───── 本文

ケース10は、図4に示すように、上述の押出発泡シート1からなる。押出発泡シート1は、ポリカーボネート樹脂からなる。本実施形態に係る押出発泡シート1は、シート形状を有する。押出発泡シート1は、溶融したポリカーボネート樹脂を共押出成形することによって製造される。本開示に用いられる樹脂は、ポリカーボネート樹脂を含んでいれば他のエンジニアリングプラスチック又はスーパーエンジニアリングプラスチックを用いてもよい。エンジニアリングプラスチックは、100℃以上の荷重たわみ温度を有する熱可塑性樹脂である。エンジニアリングプラスチックは、例えば、ポリカーボネート樹脂(PC)のほか、変性ポリフェニレンエーテル(m-PPE)、シンジオタクチックポリスチレン(SPS)などである。スーパーエンジニアリングプラスチックは、150℃以上の荷重たわみ温度を有する熱可塑性樹脂である。スーパーエンジニアリングプラスチックは、例えば、ポリフェニルスルホン(PPSU)、ポリスルホン(PSU)、ポリアリレート(PAR)、ポリエーテルイミド(PEI)、ポリエーテルエーテルケトン(PEEK)、ポリフェニレンサルファイド(PPS)、ポリエーテルスルホン(PES)、ポリアミドイミド(PAI)、液晶ポリマー(LCP)、ポリフッ化ビニリデン(PVDF)などである。本開示の押出発泡シート1に用いられる樹脂は、これらエンジニアリングプラスチック又はスーパーエンジニアリングプラスチックからなる群より選ばれる少なくとも1つを含むことができる。なお、押出発泡シート1の樹脂材料は、押出成形可能なエンジニアリングプラスチック又はスーパーエンジニアリングプラスチックであればよい。押出発泡シート1は、押出発泡シート1の質量を100としたき、30質量%以上、好ましくは40質量%以上、より好ましくは50質量%のポリカーボネート樹脂を含有する。これにより、ケース10の耐熱性を向上させることができる。
また、共押出シート1の樹脂材料には、熱賦形及び機械特性に著しく影響を与えない程度で、種々の種類の添加剤を含むことが出来る。添加剤の種類としては、特に限定されるものではないが、例えば、気泡核剤、結晶核剤、滑剤、界面活性剤、張力改質剤、収縮防止剤、流動性改質剤、衝撃調整剤、充填剤、強化剤、酸化防止剤、熱安定剤、光安定剤、紫外線吸収剤、可塑剤、潤滑剤、離型剤、帯電防止剤、着色剤(顔料、染料等)、表面効果添加剤、赤外線吸収剤、放射線安定剤、防滴材及び老化防止剤等である。添加剤の添加量は、気泡の形成等を損なわない範囲で適宜選択することができ、通常の熱可塑性樹脂の成形の際に用いられる添加量を採用することができる。

──────────
───── 抽出リスト

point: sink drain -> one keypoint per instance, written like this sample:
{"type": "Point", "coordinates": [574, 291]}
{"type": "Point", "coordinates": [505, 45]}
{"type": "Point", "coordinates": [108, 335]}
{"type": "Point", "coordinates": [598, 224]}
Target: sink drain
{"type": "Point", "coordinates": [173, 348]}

──────────

■ **演習の課題**:
• A. 上のリストを、「指示」列と「回答」列からなる2列のCSVに書き直してください。1件につき1行とし、各フィールドは引用符で囲み、改行は空白に置き換えてください。
• B. 押出発泡シートについての本文を、最後の文の後から書き継いでください。

■ **演習の解答**:
• A.
指示,回答
"point: sink drain -> one keypoint per instance, written like this sample: {""type"": ""Point"", ""coordinates"": [574, 291]} {""type"": ""Point"", ""coordinates"": [505, 45]} {""type"": ""Point"", ""coordinates"": [108, 335]} {""type"": ""Point"", ""coordinates"": [598, 224]} Target: sink drain","{""type"": ""Point"", ""coordinates"": [173, 348]}"

• B.
押出発泡シート1は、0.4~1.0の比重を有する。押出発泡シート1の比重は、ケース10の軽量性及び剛性を両立させるという観点から、0.4以上、好ましくは0.5以上、より好ましくは0.6以上とするのがよく、1.0以下、好ましくは0.8以下、より好ましくは0.7以下とするのがよい。
押出発泡シート1は、60%未満の肉厚変化率を有する。ここで、肉厚変化率とは、熱賦形前の押出発泡シート1の厚みに対する熱賦形後の押出発泡シート1の厚みの変化率をいう。肉厚変化率は、以下の式により算出できる。押出発泡シート1の厚みの測定方法はJIS-K7130に準拠する。

肉厚変化率(%)=(T-T1)/T×100 ・・・(1)
式中、「T」は熱賦形前の押出発泡シート1の厚みを示し、「T1」は熱賦形後の押出発泡シート1における最も薄い箇所の厚みを示す。

押出発泡シート1を熱賦形してケース10を製造する際、上述の曲面部13は、折り曲げられて形成される。そのため、曲面部13の厚み、特に、曲面部13の中心の厚みは、底部11及び側壁部12に比べて小さくなる。曲面部13の中心とは、曲面部13を断面視したときの円弧の中心をいう。すなわち、肉厚変化率が小さいほど、ケース10の剛性を向上させることができる。このような観点から、押出発泡シート1の肉厚変化率は、60%未満、好ましくは55%未満、より好ましくは50%未満とするのがよい。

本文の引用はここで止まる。